§ TASK STATEMENT
Starting with the line that contains "For the scoring pass, find every instance of the blue" and running through the end of the data, write out every line again, requests included. Scale each coordinate in the answers by 1.75 and round it to a whole number, with halves rounding up.
-- begin GIVEN DATA --
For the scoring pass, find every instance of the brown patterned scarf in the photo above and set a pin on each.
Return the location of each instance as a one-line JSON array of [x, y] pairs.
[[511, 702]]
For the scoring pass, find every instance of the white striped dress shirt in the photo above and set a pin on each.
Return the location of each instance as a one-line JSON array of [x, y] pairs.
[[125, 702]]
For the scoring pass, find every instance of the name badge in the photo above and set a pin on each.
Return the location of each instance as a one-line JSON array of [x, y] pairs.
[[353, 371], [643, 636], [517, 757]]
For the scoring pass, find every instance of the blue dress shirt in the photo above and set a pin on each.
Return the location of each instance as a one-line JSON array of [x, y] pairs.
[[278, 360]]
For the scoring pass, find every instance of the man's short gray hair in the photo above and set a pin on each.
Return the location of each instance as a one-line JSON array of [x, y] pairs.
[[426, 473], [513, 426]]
-- end GIVEN DATA --
§ RESPONSE
For the scoring pass, find every instance of the blue dress shirt in the photo above and set a pin on each.
Return the location of each instance as a one-line JSON array of [x, y] pairs.
[[487, 630]]
For the scoring pass, find every instance of the man's short gray hair in the photo above and set a pin on each.
Return the location of each instance as a one-line JSON array of [x, y] pairs.
[[746, 828], [898, 746]]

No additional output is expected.